** EXTRACTED RECORDS follows **
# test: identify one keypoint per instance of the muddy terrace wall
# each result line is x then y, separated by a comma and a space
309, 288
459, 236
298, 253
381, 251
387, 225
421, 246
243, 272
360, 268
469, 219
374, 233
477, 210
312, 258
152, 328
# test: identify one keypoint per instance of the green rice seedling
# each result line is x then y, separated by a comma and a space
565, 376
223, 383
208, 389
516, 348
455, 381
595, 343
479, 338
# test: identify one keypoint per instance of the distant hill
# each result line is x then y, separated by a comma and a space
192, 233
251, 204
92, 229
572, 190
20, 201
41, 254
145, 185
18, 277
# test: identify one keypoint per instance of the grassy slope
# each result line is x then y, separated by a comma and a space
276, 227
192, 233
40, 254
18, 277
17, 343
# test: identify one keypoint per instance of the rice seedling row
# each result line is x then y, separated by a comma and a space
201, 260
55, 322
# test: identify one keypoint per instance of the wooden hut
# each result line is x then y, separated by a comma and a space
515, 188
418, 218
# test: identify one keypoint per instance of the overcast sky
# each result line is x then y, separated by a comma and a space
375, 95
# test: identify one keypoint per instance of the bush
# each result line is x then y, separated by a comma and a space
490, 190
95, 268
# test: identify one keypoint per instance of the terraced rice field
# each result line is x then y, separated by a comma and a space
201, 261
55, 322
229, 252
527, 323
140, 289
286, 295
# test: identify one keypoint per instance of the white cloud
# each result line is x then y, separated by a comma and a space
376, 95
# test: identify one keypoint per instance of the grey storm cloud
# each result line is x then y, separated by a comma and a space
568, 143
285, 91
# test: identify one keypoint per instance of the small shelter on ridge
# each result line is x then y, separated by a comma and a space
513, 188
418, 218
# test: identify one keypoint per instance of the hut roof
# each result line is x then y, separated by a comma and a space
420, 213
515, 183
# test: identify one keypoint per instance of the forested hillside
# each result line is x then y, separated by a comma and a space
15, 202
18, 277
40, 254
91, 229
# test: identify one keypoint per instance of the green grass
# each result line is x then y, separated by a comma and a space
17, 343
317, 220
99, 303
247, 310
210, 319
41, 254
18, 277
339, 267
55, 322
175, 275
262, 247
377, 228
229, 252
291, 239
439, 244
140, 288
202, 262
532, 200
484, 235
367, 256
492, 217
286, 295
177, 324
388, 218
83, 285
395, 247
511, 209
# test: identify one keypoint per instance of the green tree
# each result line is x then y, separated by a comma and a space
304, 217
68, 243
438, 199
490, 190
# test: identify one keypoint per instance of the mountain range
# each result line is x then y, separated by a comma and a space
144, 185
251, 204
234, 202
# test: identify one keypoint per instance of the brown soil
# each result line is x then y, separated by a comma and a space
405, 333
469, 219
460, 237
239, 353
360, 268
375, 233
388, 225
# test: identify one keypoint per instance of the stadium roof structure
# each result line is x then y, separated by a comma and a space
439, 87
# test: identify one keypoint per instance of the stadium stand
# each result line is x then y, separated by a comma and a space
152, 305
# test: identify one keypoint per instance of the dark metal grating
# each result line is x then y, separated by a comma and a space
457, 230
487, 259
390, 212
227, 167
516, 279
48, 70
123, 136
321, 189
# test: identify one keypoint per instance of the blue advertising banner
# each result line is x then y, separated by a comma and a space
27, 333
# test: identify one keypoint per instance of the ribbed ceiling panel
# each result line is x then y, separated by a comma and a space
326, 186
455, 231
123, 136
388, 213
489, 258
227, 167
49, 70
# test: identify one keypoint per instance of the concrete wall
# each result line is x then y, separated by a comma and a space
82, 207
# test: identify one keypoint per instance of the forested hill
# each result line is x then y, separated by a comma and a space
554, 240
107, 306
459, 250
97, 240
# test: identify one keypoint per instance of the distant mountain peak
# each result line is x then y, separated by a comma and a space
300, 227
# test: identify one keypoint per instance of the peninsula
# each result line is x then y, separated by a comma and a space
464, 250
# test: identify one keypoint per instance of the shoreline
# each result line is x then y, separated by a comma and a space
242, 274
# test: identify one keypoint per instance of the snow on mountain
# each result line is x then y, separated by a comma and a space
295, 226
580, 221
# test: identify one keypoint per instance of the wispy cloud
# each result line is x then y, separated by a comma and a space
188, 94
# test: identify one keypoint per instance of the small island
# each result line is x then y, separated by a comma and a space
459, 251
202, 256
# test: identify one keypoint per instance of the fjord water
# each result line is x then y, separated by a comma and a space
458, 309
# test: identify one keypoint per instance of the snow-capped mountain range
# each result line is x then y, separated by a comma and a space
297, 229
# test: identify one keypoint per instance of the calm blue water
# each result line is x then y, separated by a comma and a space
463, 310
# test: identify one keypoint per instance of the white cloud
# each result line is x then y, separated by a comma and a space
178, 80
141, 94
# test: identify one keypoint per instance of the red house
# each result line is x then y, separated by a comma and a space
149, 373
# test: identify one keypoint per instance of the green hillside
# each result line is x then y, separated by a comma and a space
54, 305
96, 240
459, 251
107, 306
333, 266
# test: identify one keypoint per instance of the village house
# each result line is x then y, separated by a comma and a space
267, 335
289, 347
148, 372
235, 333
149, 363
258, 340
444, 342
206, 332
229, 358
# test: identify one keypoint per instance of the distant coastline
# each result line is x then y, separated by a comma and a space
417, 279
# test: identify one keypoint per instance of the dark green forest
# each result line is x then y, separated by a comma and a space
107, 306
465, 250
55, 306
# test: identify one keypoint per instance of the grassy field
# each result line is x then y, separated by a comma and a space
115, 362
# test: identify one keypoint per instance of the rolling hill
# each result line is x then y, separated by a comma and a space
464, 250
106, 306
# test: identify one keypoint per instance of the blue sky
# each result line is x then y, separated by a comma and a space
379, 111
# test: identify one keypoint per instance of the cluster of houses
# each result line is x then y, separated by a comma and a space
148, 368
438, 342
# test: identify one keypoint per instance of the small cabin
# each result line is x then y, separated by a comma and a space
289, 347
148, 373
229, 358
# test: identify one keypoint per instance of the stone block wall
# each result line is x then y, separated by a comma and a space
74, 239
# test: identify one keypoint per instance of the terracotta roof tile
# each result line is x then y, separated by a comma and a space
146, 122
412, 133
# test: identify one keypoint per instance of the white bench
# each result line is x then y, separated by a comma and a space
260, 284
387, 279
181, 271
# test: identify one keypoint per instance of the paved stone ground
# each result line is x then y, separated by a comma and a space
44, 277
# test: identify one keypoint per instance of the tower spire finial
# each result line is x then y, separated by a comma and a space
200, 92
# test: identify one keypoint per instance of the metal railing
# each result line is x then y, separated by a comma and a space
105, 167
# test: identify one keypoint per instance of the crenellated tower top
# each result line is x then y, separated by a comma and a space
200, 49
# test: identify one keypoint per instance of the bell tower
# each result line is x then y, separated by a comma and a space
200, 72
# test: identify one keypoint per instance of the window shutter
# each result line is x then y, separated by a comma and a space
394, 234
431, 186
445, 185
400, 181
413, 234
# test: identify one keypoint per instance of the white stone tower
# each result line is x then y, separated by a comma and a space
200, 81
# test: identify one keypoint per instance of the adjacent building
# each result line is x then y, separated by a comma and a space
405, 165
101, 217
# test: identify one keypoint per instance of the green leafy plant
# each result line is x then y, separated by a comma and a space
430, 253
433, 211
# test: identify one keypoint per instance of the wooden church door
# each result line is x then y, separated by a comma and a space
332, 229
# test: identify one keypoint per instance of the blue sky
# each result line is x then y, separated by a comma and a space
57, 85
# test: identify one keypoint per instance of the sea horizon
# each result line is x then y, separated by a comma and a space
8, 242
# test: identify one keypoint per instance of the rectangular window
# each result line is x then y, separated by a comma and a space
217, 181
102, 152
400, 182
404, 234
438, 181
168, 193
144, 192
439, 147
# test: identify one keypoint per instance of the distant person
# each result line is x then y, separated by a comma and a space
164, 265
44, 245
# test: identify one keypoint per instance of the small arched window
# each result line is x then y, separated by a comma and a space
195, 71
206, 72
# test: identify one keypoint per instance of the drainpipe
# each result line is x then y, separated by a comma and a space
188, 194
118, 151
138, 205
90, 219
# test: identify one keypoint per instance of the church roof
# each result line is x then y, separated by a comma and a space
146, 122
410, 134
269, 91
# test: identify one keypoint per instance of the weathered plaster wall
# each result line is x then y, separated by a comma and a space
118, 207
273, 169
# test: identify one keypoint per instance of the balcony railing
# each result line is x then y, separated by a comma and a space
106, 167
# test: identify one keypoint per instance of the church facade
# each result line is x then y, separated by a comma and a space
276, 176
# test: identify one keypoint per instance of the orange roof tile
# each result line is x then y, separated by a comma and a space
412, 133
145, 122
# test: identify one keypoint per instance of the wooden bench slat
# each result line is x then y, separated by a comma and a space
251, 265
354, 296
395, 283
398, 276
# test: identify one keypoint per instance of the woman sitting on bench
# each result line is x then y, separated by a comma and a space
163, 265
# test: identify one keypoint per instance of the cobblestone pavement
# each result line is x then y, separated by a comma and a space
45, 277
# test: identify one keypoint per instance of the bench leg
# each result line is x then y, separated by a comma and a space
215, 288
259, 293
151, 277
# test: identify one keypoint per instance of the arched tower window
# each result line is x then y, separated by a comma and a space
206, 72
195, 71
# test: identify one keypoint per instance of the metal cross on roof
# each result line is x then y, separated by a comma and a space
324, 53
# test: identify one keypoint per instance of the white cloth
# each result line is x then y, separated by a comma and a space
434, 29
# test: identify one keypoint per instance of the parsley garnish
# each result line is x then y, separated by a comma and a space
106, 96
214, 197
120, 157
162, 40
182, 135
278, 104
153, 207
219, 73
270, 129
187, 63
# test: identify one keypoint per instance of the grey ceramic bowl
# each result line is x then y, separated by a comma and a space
** End of EXTRACTED RECORDS **
WORK REQUEST
Each line of the data that holds the word "white" should be copied.

SOLUTION TO THE PROBLEM
# test: identify one keypoint per instance of the white cloud
# test: identify one keypoint per instance of the white cloud
# test: identify one keypoint per instance of the white bench
# test: identify one keypoint per instance of the white stone tower
# test: identify one keypoint per instance of the white cloth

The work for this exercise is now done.